Bioinspired Ultrastrong Nanocomposite Membranes for Salinity Gradient Energy Harvesting from Organic Solutions

Abstract Efforts to extract energy from waste organic solutions can not only support clean environments but also help to alleviate the energy crisis. Here, a bioinspired ultrastrong nanocomposite membrane is developed via the layer‐by‐layer method based on aramid nanofiber‐graphene oxide (AGO) with good mechanical properties for salinity gradient energy harvesting from organic solutions. Benefiting from the 1D and 2D network interlocking arrangement, the AGO membrane shows an unprecedented mechanical stress of 688 MPa and maintains its integrity after soaking in organic solvents for 24 h. Impressively, when LiCl is diluted in methanol, the AGO membrane device with a working area of 113 mm 2 produces a current and a measured power generation of 28 ± 11 µA and 3140 ± 960 nW ( C feed = 2 mol L −1 ), respectively. Thus, the working area of the AGO membrane for salinity gradient energy harvesting and temperature‐related energy harvesting enables its use in practical applications. In addition, 14 cells with the methanol‐LiCl solution ( C feed = 1 mol L −1 ) can produce a voltage up to 1.82 V to light a liquid crystal display. Therefore, this AGO nanocomposite membrane presents a promising avenue to harvest salinity gradient energy from organic solutions.

Entries provided -

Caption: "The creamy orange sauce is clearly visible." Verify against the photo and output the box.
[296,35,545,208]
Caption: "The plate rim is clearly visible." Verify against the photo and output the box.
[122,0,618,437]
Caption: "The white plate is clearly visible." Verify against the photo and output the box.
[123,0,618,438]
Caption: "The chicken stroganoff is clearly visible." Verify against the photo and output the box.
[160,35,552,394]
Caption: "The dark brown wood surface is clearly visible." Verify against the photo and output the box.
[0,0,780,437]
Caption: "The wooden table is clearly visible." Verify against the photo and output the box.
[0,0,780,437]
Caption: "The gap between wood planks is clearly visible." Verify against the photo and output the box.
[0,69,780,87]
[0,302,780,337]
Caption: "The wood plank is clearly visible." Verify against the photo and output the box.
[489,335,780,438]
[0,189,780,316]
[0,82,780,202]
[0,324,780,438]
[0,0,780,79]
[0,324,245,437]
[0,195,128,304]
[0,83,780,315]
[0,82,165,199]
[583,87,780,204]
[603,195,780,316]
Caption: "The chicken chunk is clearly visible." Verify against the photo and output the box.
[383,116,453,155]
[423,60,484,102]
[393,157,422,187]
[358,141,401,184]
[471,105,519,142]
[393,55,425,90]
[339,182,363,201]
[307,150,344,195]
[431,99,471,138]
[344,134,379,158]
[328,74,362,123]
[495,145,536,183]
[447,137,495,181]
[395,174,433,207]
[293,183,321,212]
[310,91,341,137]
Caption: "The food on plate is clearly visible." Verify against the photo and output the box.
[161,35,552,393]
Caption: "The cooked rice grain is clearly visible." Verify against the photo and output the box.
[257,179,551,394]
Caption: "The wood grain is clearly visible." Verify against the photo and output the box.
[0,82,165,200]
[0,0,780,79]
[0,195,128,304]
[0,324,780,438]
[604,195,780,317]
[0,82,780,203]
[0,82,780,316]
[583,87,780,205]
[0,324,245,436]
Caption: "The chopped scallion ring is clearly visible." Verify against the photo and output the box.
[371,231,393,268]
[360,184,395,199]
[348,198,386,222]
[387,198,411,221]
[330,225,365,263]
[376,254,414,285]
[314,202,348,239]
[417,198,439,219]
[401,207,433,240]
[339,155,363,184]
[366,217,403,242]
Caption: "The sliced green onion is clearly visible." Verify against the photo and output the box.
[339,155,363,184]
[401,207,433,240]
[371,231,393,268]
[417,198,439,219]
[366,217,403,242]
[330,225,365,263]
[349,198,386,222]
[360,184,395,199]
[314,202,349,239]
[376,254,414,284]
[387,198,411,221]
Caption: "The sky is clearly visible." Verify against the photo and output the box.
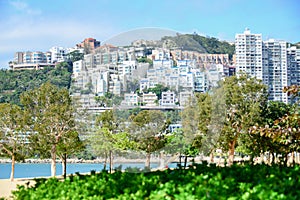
[0,0,300,68]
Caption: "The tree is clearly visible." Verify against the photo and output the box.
[180,94,204,161]
[0,103,27,181]
[220,74,267,165]
[130,110,169,168]
[57,131,84,178]
[251,85,300,165]
[21,83,75,176]
[90,110,132,172]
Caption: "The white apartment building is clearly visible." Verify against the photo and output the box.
[143,92,158,106]
[73,60,83,79]
[287,46,300,85]
[263,39,288,103]
[235,29,300,103]
[160,91,176,106]
[49,47,69,63]
[122,92,139,106]
[179,91,193,106]
[235,29,263,80]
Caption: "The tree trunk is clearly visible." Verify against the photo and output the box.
[228,140,235,166]
[184,155,187,169]
[109,150,113,173]
[145,153,151,169]
[61,153,67,179]
[291,151,296,166]
[51,144,56,177]
[10,154,16,181]
[209,149,215,163]
[271,152,275,165]
[159,152,166,169]
[103,152,107,170]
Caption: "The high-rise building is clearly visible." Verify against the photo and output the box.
[235,29,263,80]
[235,29,300,103]
[263,39,288,103]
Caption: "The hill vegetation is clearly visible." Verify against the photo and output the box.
[162,34,235,58]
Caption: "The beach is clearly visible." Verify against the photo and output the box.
[0,178,35,199]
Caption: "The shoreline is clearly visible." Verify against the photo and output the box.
[0,158,155,164]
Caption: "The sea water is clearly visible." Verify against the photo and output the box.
[0,163,158,179]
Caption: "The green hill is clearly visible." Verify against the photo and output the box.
[162,34,235,58]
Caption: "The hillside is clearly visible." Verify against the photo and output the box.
[0,63,71,104]
[161,34,235,58]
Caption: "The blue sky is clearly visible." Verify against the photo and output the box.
[0,0,300,68]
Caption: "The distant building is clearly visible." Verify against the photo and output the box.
[235,29,263,80]
[263,39,288,103]
[235,29,300,103]
[179,91,193,106]
[160,91,176,106]
[122,92,139,106]
[143,92,158,106]
[76,38,101,54]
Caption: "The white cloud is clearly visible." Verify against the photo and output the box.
[10,1,41,15]
[0,16,116,55]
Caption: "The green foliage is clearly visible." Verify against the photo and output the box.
[162,34,235,59]
[129,110,170,167]
[13,165,300,200]
[20,82,78,175]
[0,63,71,105]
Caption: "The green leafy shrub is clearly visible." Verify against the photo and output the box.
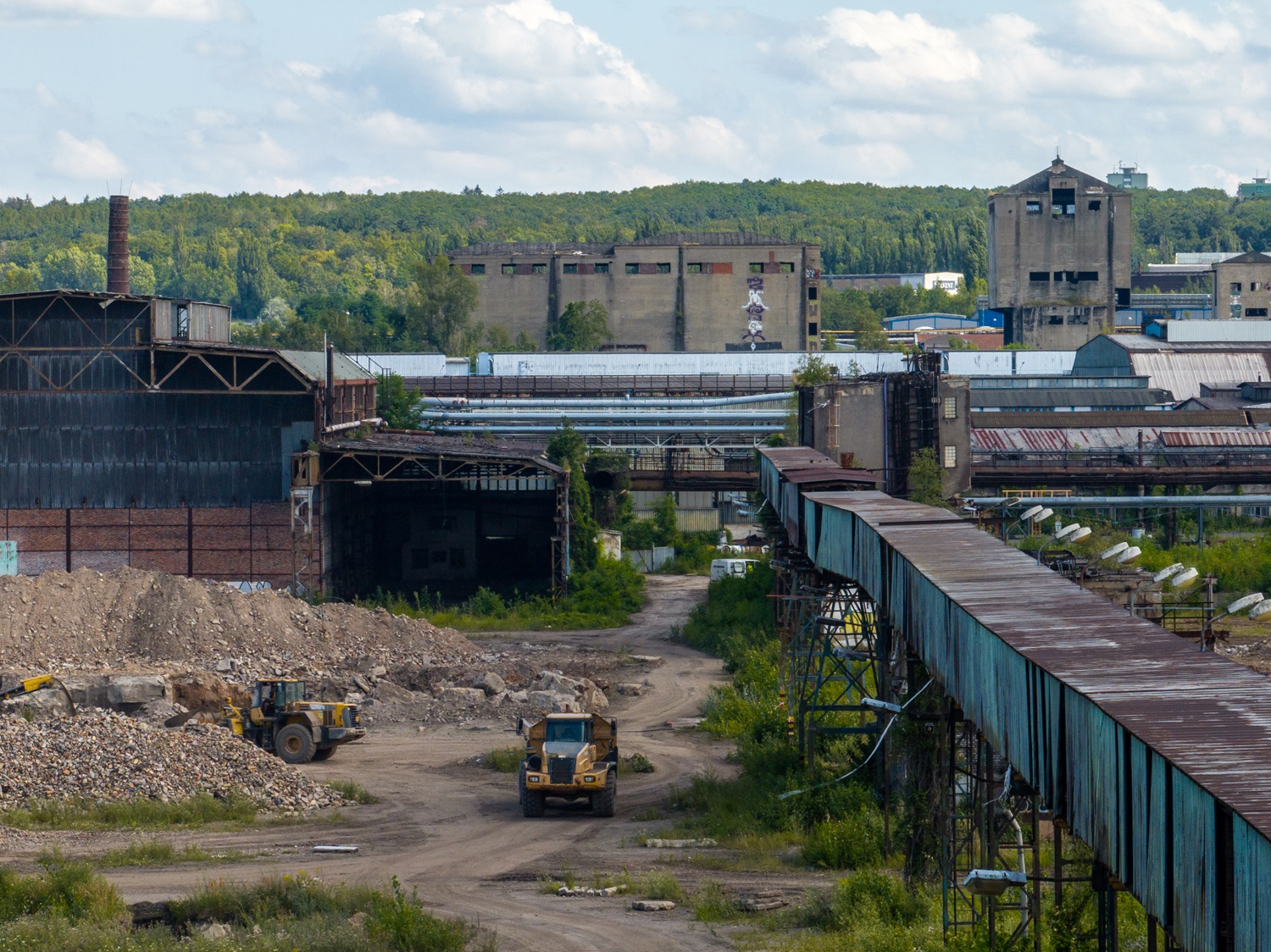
[369,876,468,952]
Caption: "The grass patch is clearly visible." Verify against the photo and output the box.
[630,869,684,902]
[618,754,658,777]
[325,780,380,805]
[0,793,259,830]
[480,747,525,774]
[89,840,262,869]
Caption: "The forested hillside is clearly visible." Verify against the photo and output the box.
[0,180,1271,348]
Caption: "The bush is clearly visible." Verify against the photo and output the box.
[0,793,258,830]
[370,876,468,952]
[0,851,129,922]
[482,747,525,774]
[803,810,884,869]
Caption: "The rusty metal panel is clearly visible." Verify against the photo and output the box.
[1161,429,1271,446]
[763,483,1271,952]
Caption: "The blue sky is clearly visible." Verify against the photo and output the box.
[0,0,1271,202]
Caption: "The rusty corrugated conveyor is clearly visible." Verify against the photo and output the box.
[760,451,1271,952]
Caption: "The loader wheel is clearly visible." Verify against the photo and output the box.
[520,764,547,816]
[591,770,618,816]
[274,724,314,764]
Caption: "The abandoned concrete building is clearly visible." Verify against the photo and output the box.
[989,157,1131,351]
[450,231,821,352]
[1213,252,1271,320]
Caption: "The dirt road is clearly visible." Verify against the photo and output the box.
[102,576,731,952]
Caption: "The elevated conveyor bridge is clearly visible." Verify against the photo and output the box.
[760,450,1271,952]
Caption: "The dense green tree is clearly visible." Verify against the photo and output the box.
[234,238,279,320]
[548,302,614,351]
[0,180,1271,353]
[41,244,106,291]
[404,254,477,353]
[547,421,600,572]
[375,374,424,429]
[909,447,948,508]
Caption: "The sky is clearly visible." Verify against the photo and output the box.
[0,0,1271,203]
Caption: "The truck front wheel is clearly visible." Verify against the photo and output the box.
[520,764,547,816]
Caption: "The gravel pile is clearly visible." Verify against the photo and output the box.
[0,711,342,812]
[0,568,475,684]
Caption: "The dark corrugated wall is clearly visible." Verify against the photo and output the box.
[0,393,313,508]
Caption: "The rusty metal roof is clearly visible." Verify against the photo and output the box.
[1161,429,1271,446]
[808,493,1271,835]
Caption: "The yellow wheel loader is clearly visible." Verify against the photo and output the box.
[219,678,366,764]
[516,714,618,816]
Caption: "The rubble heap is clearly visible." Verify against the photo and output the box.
[0,568,475,684]
[0,711,342,812]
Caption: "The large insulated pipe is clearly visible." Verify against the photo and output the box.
[419,393,795,409]
[106,195,132,294]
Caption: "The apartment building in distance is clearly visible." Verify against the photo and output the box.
[989,155,1131,351]
[449,231,821,352]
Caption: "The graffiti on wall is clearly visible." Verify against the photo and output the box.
[741,274,768,350]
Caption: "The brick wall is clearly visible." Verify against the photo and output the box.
[0,502,322,589]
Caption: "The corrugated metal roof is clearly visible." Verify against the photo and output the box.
[1130,347,1271,401]
[773,483,1271,952]
[971,427,1161,451]
[279,351,375,383]
[1161,429,1271,446]
[971,386,1174,409]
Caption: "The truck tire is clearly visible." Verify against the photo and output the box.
[591,769,618,816]
[274,724,315,764]
[520,764,547,817]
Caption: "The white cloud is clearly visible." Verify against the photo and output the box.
[787,8,981,96]
[53,130,127,182]
[368,0,673,116]
[0,0,244,22]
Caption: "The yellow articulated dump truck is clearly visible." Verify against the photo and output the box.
[516,714,618,816]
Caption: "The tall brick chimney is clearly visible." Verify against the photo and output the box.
[106,195,131,294]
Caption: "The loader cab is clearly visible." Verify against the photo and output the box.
[252,680,305,717]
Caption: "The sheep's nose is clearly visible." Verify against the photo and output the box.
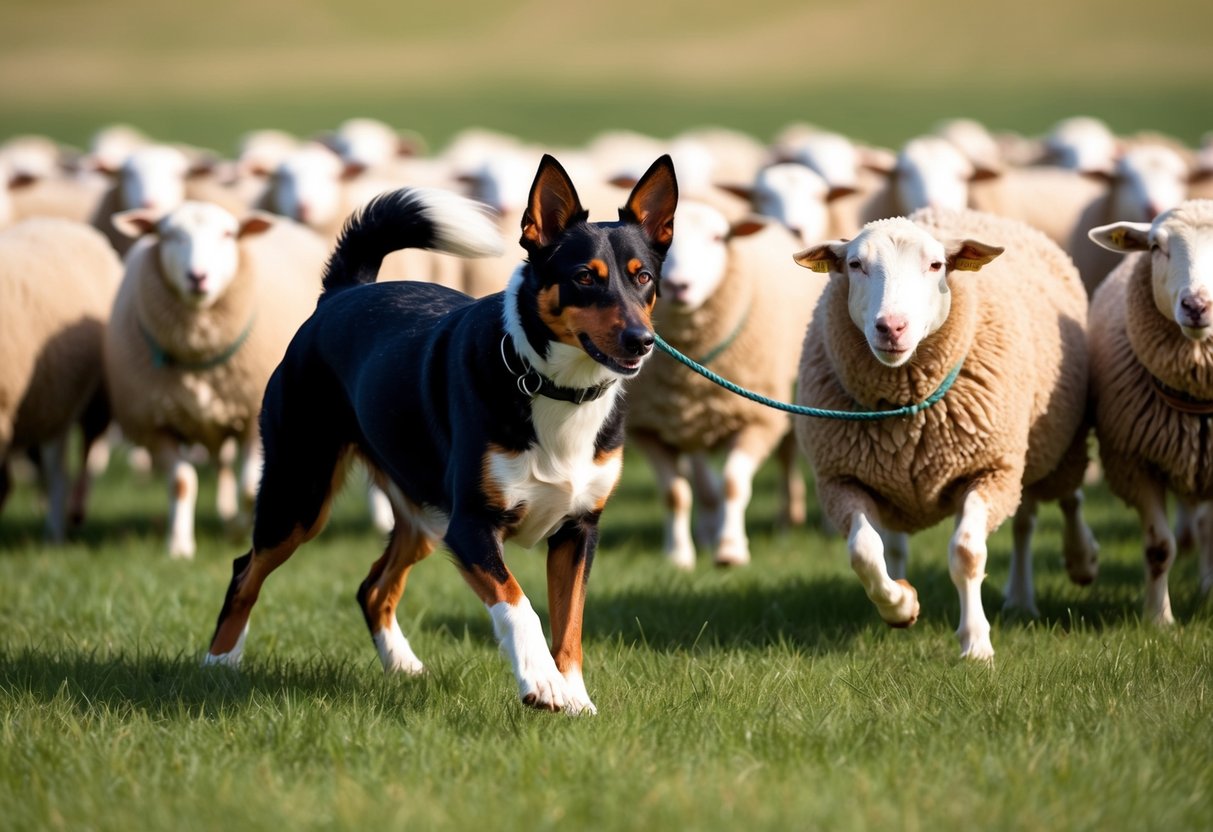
[619,325,654,357]
[876,315,910,338]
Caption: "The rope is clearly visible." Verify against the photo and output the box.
[653,332,964,422]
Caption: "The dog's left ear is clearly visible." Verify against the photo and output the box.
[619,153,678,253]
[518,153,588,252]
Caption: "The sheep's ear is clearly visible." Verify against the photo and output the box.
[729,217,768,240]
[619,153,678,252]
[109,209,159,240]
[1087,222,1150,253]
[944,240,1006,272]
[792,240,847,274]
[235,211,277,239]
[518,153,588,251]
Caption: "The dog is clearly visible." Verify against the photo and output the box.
[206,155,678,713]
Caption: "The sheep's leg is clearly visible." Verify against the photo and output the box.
[776,431,805,528]
[1002,494,1041,619]
[818,479,918,627]
[1058,489,1099,587]
[155,438,198,558]
[716,443,762,566]
[39,435,70,543]
[632,433,695,569]
[689,451,724,549]
[215,437,240,529]
[947,489,993,661]
[1192,502,1213,595]
[1137,483,1175,625]
[881,529,910,581]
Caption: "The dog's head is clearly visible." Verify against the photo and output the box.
[511,155,678,386]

What is required -
What mechanical stress does the AGO membrane show, according to the abstract on nanocomposite membranes for salinity gradient energy harvesting?

Result of this task -
688 MPa